**What is needed**
Copy the lines between the one holding "Question: Can you give the bounding box of the peccary snout?" and the one holding "[[655, 0, 800, 346], [192, 18, 755, 487]]", inclusive, reproducing each without change.

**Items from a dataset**
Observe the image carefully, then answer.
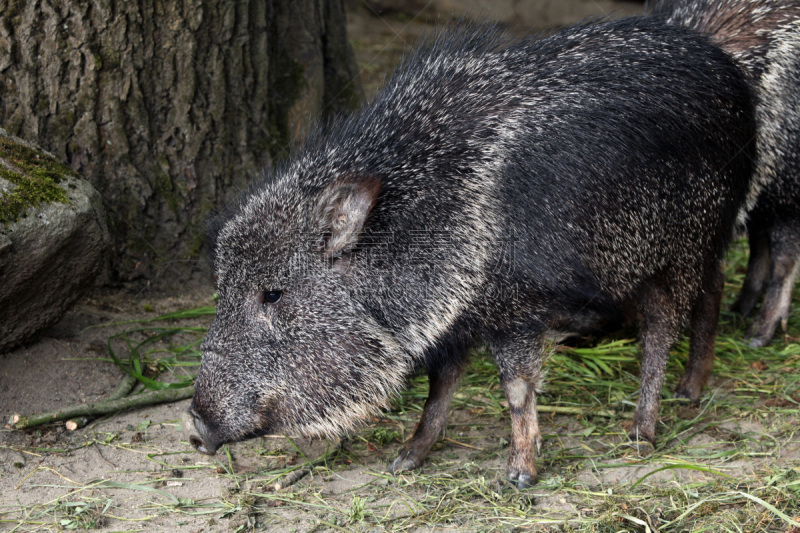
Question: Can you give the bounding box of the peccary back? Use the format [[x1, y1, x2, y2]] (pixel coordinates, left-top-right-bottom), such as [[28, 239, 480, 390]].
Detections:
[[656, 0, 800, 346], [192, 18, 754, 486]]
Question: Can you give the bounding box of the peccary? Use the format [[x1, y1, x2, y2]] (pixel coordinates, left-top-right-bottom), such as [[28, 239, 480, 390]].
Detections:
[[655, 0, 800, 346], [191, 18, 755, 487]]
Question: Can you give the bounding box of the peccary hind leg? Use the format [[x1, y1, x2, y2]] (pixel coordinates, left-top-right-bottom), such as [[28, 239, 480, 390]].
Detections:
[[629, 287, 681, 444], [675, 268, 725, 402], [747, 224, 800, 348], [492, 334, 544, 489], [389, 356, 466, 473], [731, 230, 769, 316]]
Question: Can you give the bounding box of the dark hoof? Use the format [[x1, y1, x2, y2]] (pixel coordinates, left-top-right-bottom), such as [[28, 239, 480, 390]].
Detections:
[[508, 472, 536, 490], [389, 453, 422, 474], [747, 336, 772, 348], [623, 435, 656, 457]]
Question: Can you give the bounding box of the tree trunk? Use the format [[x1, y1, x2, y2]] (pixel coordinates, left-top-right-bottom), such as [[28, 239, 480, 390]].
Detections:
[[0, 0, 362, 280]]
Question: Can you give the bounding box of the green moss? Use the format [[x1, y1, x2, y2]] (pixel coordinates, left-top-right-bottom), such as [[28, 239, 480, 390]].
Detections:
[[0, 137, 77, 224]]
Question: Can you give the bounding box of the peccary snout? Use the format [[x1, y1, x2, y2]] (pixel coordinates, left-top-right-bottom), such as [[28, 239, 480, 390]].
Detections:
[[189, 409, 219, 455]]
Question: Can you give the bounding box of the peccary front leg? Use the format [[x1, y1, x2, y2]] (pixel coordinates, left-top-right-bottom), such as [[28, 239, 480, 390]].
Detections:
[[492, 334, 544, 489], [389, 355, 466, 473], [629, 287, 681, 444], [731, 230, 769, 316], [747, 225, 800, 348], [675, 267, 725, 402]]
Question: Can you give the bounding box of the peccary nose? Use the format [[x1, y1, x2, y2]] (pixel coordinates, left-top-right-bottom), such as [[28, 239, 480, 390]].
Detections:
[[189, 410, 219, 455]]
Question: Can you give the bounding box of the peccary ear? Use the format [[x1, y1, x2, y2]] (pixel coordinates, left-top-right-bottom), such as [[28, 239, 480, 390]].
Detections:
[[319, 177, 381, 257]]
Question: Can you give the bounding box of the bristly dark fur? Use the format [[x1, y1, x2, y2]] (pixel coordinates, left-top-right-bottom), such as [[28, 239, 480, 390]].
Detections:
[[655, 0, 800, 346], [192, 18, 755, 487]]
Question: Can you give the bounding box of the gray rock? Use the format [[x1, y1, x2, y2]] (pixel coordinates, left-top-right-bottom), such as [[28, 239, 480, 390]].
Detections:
[[0, 129, 110, 353]]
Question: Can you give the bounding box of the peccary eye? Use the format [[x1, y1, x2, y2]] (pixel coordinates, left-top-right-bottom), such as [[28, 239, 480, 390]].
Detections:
[[264, 291, 283, 304]]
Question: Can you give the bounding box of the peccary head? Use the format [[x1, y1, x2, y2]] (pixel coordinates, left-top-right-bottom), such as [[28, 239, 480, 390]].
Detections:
[[191, 171, 409, 453]]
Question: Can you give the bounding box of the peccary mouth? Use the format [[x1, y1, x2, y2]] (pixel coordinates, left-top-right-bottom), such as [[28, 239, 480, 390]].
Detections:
[[189, 409, 221, 455]]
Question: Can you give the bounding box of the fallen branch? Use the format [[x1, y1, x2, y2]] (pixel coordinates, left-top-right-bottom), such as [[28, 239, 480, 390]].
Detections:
[[64, 375, 137, 431], [272, 466, 311, 490], [11, 386, 194, 429]]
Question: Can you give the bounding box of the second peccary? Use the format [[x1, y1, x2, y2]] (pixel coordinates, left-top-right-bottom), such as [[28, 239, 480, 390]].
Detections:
[[191, 18, 755, 487], [655, 0, 800, 346]]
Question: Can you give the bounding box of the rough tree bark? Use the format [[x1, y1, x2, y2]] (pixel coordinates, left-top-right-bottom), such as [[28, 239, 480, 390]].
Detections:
[[0, 0, 362, 280]]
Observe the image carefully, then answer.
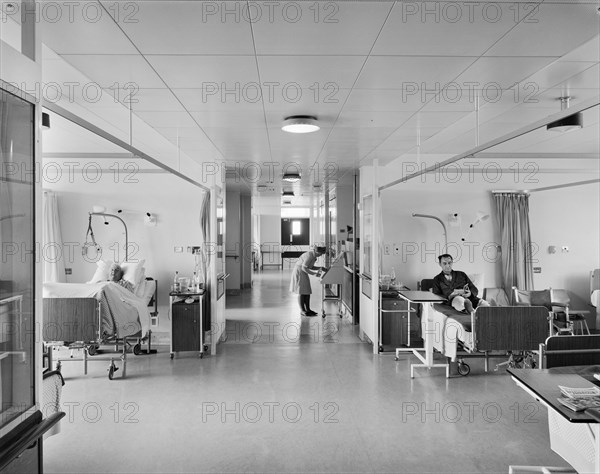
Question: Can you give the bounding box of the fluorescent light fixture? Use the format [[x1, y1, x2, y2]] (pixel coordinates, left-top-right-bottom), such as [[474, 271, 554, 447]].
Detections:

**Result of the task**
Question: Can you give the bounding box of the peccary snout? Use the format [[x1, y1, x2, y2]] (pixel coordinates, left-top-right-bottom), such as [[28, 239, 480, 390]].
Detections:
[[189, 409, 219, 455]]
Question: Can you give the bounding box of the peccary front leg? Use the format [[x1, y1, x2, y2]] (pixel coordinates, left-top-right-bottom), such as [[28, 239, 480, 390]].
Detections:
[[492, 334, 544, 489], [389, 355, 466, 473], [629, 287, 681, 444], [731, 230, 769, 316], [747, 225, 800, 348], [675, 267, 725, 402]]
Question: Can you give the bounding box of the peccary nose? Use the format [[x1, y1, x2, y2]] (pixel coordinates, left-top-right-bottom), such as [[28, 239, 480, 390]].
Detections:
[[189, 410, 219, 455]]
Question: Can you give the bounding box of the peccary ear? Use the format [[x1, y1, x2, y2]] (pixel coordinates, left-top-right-bottom), such as [[28, 239, 480, 390]].
Detections:
[[319, 177, 381, 257]]
Question: Can you give the bounding box of the bristly dark fur? Use the format [[x1, y1, x2, y2]] (pixel coordinates, left-top-right-bottom), such as [[28, 239, 480, 390]].
Detections:
[[655, 0, 800, 346], [192, 18, 755, 487]]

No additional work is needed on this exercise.